TEXT BLOCK START

Russia's Manipulation of Germany's Refugee Problem
The Kremlin and the Russian media are using Europe's refugee crisis to sow further divisions in the EU and weaken Angela Merkel.
Russia's propaganda machine-which went full blast against members of the Ukrainian government during the Ukraine crisis, labeling them fascists and anti-Semites-is in full swing again. This time, the target is Germany, once considered Russia's closest ally in Europe.
Ever since Chancellor Angela Merkel declared her intention to allow refugees from Syria to enter Germany, the Russian media have been reporting every twist and turn of the opposition that is building up in her conservative bloc and among sections of the German public to her open-door refugee policy.
But in recent days, the Russian state media, joined by none other than Sergey Lavrov, the Russian foreign minister, have taken a different turn. They are tapping into Germany's community of 1.2 million ethnic Russians to criticize Merkel's policies and boost those who are unequivocally against Germany taking in refugees. The community is known for its conservative if not xenophobic views, as witnessed during demonstrations by Germany's anti-Islam Pegida movement, in which ethnic Russians participate.
Now, Russia may be using Germany's Russian-speaking community to create further opposition to Merkel, similar to the way it tries to instrumentalize the ethnic Russian communities in the Baltic states. Merkel is an easy target, certainly for many Russians living in Germany and for Russians back home. To the surprise and annoyance of the Kremlin, Merkel has managed to keep the EU united over maintaining sanctions on Russia after it annexed Crimea in March 2014 and subsequently invaded eastern Ukraine.
But Russian President Vladimir Putin can take solace over how the refugee crisis has divided and weakened Europe and, day by day, is making life more difficult for Merkel.
That may explain why the Russian media have homed in on the case of Lisa, the thirteen-year-old daughter of a Russian immigrant family. Ivan Blagoy, a correspondent for Russia's state-run First Channel TV, reported that the girl had disappeared for thirty hours and had been raped by "southern-looking" asylum seekers. His report went viral on Facebook.
Ethnic Russians recently held demonstrations in several German cities. Over 700 gathered outside the Chancellery on January 24 holding up placards demanding protection for their daughters. They accused the police of a cover-up and of political correctness in dealing with the refugees, a repeat of what was leveled against the police during New Year's celebrations in Cologne and other German cities, where gangs of North African men sexually assaulted women.
The Berlin police said the girl was neither abducted nor raped. The details are still vague. Blagoy has been reported to the police for incitement.
That didn't stop Lavrov from wading in. "It is clear that Lisa did not exactly decide voluntarily to disappear for 30 hours," Lavrov said during a news conference in Moscow on January 26. Then, challenging the integrity of Germany's police and investigation authorities, he added: "I hope these issues do not get swept under the rug, repeating the situation when a Russian girl's disappearance in Germany was hushed up. . . . Truth and justice must prevail here."
This hit a raw nerve in the German Chancellery, the foreign ministry, and the government. Steffen Seibert, the government spokesman, said there was "no reason, in fact it is even impermissible, to make political use of this case."

TEXT BLOCK END
MATERIAL SUPPLIED START

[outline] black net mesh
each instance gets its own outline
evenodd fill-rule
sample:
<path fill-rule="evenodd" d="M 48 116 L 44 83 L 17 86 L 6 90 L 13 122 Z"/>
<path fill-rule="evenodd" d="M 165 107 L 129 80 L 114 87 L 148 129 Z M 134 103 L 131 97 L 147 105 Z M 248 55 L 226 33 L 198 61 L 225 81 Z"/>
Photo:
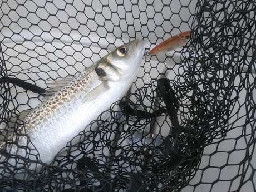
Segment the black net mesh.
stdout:
<path fill-rule="evenodd" d="M 256 191 L 255 16 L 254 1 L 1 1 L 1 142 L 43 97 L 7 76 L 46 88 L 133 38 L 147 51 L 193 31 L 185 47 L 146 56 L 131 93 L 51 165 L 29 142 L 27 158 L 0 149 L 14 160 L 0 161 L 1 191 Z"/>

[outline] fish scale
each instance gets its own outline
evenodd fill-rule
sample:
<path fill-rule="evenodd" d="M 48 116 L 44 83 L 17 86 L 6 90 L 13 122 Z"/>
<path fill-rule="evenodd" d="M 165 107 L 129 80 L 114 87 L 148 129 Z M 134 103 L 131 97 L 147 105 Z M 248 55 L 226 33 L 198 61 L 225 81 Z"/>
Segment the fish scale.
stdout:
<path fill-rule="evenodd" d="M 31 155 L 19 147 L 27 146 L 27 135 L 41 161 L 46 164 L 52 161 L 68 141 L 130 87 L 140 65 L 145 43 L 135 40 L 120 47 L 70 80 L 62 88 L 32 110 L 24 119 L 24 126 L 19 127 L 22 135 L 11 134 L 8 138 L 14 144 L 3 142 L 0 148 L 11 154 L 35 160 L 35 156 L 29 157 Z M 122 52 L 120 48 L 123 48 Z M 22 135 L 25 132 L 26 135 Z M 16 139 L 18 140 L 16 142 Z M 0 161 L 6 160 L 4 156 L 0 156 Z M 14 164 L 15 160 L 9 159 L 8 163 Z M 36 166 L 31 165 L 29 169 Z"/>

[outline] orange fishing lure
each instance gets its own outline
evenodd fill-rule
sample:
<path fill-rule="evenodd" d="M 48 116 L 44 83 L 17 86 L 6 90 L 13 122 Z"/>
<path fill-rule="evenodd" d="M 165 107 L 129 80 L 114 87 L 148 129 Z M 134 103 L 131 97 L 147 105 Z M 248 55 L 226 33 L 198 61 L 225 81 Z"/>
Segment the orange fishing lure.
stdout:
<path fill-rule="evenodd" d="M 147 53 L 147 55 L 156 55 L 159 52 L 167 53 L 179 48 L 188 43 L 190 39 L 191 35 L 191 31 L 185 31 L 170 37 L 153 48 Z"/>

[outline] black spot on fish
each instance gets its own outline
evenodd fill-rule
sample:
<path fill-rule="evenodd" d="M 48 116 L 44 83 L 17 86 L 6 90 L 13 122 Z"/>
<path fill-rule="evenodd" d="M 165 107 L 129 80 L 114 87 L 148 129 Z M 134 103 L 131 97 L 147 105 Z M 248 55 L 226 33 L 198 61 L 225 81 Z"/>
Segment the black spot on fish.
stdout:
<path fill-rule="evenodd" d="M 95 69 L 95 71 L 99 77 L 105 77 L 106 75 L 104 70 L 103 70 L 102 68 L 96 68 Z"/>

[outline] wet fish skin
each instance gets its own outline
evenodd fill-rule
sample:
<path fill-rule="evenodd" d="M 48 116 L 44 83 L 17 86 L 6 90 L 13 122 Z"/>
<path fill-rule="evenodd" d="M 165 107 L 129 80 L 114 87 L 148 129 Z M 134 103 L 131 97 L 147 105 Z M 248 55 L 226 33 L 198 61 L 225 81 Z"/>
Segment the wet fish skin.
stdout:
<path fill-rule="evenodd" d="M 125 54 L 121 53 L 121 48 Z M 125 95 L 136 77 L 144 50 L 144 42 L 137 40 L 120 46 L 32 110 L 19 129 L 29 137 L 41 161 L 50 164 L 67 142 Z M 30 158 L 17 145 L 27 146 L 28 137 L 11 134 L 8 137 L 13 142 L 19 138 L 16 144 L 2 142 L 0 148 Z M 0 157 L 0 163 L 7 160 Z M 8 161 L 14 164 L 14 160 Z"/>

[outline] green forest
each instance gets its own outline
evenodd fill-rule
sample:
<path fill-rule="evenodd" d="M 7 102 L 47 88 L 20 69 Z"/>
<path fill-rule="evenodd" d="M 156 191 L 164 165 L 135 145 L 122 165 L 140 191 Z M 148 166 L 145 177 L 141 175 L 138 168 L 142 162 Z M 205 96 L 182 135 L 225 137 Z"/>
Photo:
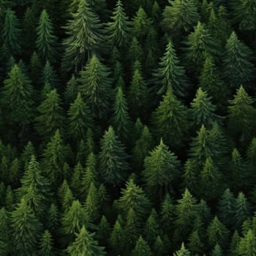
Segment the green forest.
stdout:
<path fill-rule="evenodd" d="M 0 256 L 256 256 L 256 0 L 0 0 Z"/>

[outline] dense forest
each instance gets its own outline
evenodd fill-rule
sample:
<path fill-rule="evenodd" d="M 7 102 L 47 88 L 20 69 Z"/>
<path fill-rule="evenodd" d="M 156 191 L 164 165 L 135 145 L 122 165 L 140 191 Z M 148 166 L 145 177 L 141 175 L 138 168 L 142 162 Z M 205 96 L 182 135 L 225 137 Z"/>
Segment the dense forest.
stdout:
<path fill-rule="evenodd" d="M 0 256 L 256 255 L 255 0 L 0 21 Z"/>

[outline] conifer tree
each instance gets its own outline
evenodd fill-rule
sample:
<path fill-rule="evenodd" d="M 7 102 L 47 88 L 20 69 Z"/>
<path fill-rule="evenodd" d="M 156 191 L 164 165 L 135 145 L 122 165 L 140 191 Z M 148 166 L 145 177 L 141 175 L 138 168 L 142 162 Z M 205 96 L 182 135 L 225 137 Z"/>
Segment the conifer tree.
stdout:
<path fill-rule="evenodd" d="M 217 244 L 225 246 L 227 244 L 228 230 L 217 216 L 214 217 L 208 227 L 207 233 L 211 246 L 214 246 Z"/>
<path fill-rule="evenodd" d="M 108 68 L 93 55 L 80 73 L 79 91 L 91 107 L 95 117 L 106 116 L 112 97 Z"/>
<path fill-rule="evenodd" d="M 148 243 L 140 236 L 137 240 L 136 245 L 132 252 L 132 256 L 152 256 L 152 252 Z"/>
<path fill-rule="evenodd" d="M 1 30 L 1 40 L 3 50 L 5 54 L 12 55 L 18 53 L 21 50 L 19 29 L 19 21 L 15 12 L 8 8 L 5 13 L 3 29 Z"/>
<path fill-rule="evenodd" d="M 191 102 L 193 123 L 197 128 L 204 124 L 209 129 L 219 119 L 219 117 L 214 113 L 216 107 L 211 103 L 211 97 L 208 97 L 207 93 L 199 87 L 195 98 Z"/>
<path fill-rule="evenodd" d="M 54 61 L 57 57 L 57 37 L 54 35 L 53 24 L 45 10 L 41 13 L 37 34 L 37 48 L 42 59 Z"/>
<path fill-rule="evenodd" d="M 134 183 L 132 179 L 126 183 L 125 189 L 121 190 L 121 196 L 117 201 L 117 207 L 125 216 L 129 209 L 133 209 L 139 218 L 148 214 L 151 203 L 142 188 Z"/>
<path fill-rule="evenodd" d="M 76 234 L 75 241 L 67 247 L 70 256 L 103 256 L 105 255 L 105 248 L 99 246 L 94 240 L 94 233 L 89 233 L 84 226 Z"/>
<path fill-rule="evenodd" d="M 178 174 L 179 160 L 161 140 L 159 145 L 146 157 L 144 166 L 143 174 L 148 192 L 162 198 L 172 189 L 172 183 Z"/>
<path fill-rule="evenodd" d="M 29 124 L 33 116 L 33 93 L 29 80 L 15 64 L 1 91 L 4 113 L 11 122 L 19 126 Z"/>
<path fill-rule="evenodd" d="M 195 27 L 195 31 L 189 34 L 185 44 L 187 66 L 191 72 L 195 71 L 197 74 L 201 72 L 208 56 L 212 56 L 215 59 L 219 55 L 216 42 L 200 22 Z"/>
<path fill-rule="evenodd" d="M 80 70 L 92 53 L 96 53 L 102 40 L 101 24 L 92 12 L 88 0 L 80 0 L 76 12 L 66 26 L 68 37 L 63 42 L 65 53 L 63 67 L 69 71 Z"/>
<path fill-rule="evenodd" d="M 252 106 L 252 99 L 242 86 L 229 101 L 228 124 L 230 133 L 244 143 L 252 137 L 255 110 Z"/>
<path fill-rule="evenodd" d="M 223 72 L 230 88 L 248 86 L 255 77 L 255 67 L 252 62 L 252 50 L 233 32 L 227 41 L 223 55 Z"/>
<path fill-rule="evenodd" d="M 34 121 L 35 128 L 39 135 L 49 138 L 54 135 L 57 129 L 63 129 L 64 110 L 56 89 L 46 94 L 46 99 L 37 109 L 39 115 Z"/>
<path fill-rule="evenodd" d="M 178 147 L 187 132 L 188 110 L 169 89 L 159 107 L 153 113 L 153 123 L 156 132 L 172 147 Z"/>
<path fill-rule="evenodd" d="M 189 255 L 190 255 L 190 252 L 189 250 L 186 249 L 184 243 L 182 243 L 181 249 L 173 254 L 173 256 L 189 256 Z"/>
<path fill-rule="evenodd" d="M 24 199 L 12 212 L 12 252 L 15 255 L 31 255 L 37 250 L 41 224 Z"/>
<path fill-rule="evenodd" d="M 194 1 L 168 1 L 170 6 L 166 6 L 163 12 L 165 31 L 173 37 L 189 32 L 199 20 L 199 14 Z"/>
<path fill-rule="evenodd" d="M 92 128 L 90 110 L 83 102 L 80 93 L 75 102 L 70 105 L 68 111 L 69 133 L 77 140 L 85 139 L 88 128 Z"/>
<path fill-rule="evenodd" d="M 176 96 L 184 96 L 188 86 L 188 78 L 185 69 L 180 64 L 171 41 L 166 45 L 165 53 L 159 64 L 159 68 L 154 74 L 157 85 L 157 93 L 165 94 L 171 89 Z"/>
<path fill-rule="evenodd" d="M 100 148 L 99 160 L 101 176 L 109 184 L 119 185 L 127 177 L 128 155 L 111 127 L 105 131 Z"/>
<path fill-rule="evenodd" d="M 109 41 L 113 46 L 126 46 L 129 40 L 130 22 L 124 12 L 121 0 L 116 1 L 110 18 L 111 21 L 108 23 L 106 29 Z"/>
<path fill-rule="evenodd" d="M 40 244 L 39 244 L 39 256 L 54 256 L 53 252 L 53 239 L 50 235 L 50 233 L 48 230 L 45 230 L 42 234 Z"/>
<path fill-rule="evenodd" d="M 118 138 L 127 141 L 132 124 L 128 113 L 127 102 L 121 87 L 117 89 L 116 94 L 111 123 Z"/>

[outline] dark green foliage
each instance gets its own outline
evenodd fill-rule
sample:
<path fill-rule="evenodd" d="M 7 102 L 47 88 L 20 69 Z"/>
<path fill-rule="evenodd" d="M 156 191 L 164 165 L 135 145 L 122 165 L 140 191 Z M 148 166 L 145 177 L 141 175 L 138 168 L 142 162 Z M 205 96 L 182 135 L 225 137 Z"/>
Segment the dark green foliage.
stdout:
<path fill-rule="evenodd" d="M 101 140 L 99 170 L 104 181 L 110 184 L 119 185 L 127 177 L 128 155 L 122 143 L 110 127 Z"/>

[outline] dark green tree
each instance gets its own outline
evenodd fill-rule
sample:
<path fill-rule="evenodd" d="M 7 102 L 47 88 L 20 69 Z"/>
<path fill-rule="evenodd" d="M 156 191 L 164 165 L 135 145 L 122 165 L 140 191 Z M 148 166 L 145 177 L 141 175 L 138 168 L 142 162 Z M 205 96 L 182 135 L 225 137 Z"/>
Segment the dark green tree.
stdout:
<path fill-rule="evenodd" d="M 42 13 L 37 28 L 37 48 L 42 59 L 54 61 L 57 57 L 57 40 L 53 24 L 45 10 Z"/>
<path fill-rule="evenodd" d="M 109 112 L 112 98 L 108 68 L 93 55 L 81 71 L 79 91 L 95 117 L 102 118 Z"/>
<path fill-rule="evenodd" d="M 100 144 L 100 175 L 106 183 L 120 185 L 128 175 L 128 155 L 112 127 L 105 131 Z"/>

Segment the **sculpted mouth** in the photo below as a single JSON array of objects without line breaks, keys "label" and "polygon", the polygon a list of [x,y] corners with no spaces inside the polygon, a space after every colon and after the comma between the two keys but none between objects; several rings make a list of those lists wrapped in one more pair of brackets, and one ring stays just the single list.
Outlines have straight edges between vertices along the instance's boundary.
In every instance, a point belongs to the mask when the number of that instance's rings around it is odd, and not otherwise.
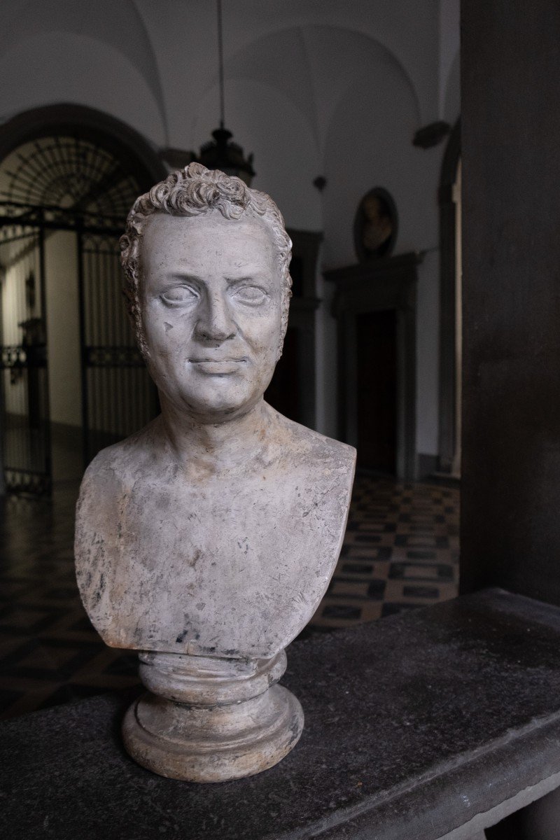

MATERIAL SUPPLIED END

PROBLEM DETAILS: In the article on Russia's manipulation of Germany's refugee problem, how many people gathered outside the Chancellery on January 24?

WRITTEN ANSWER: Over 700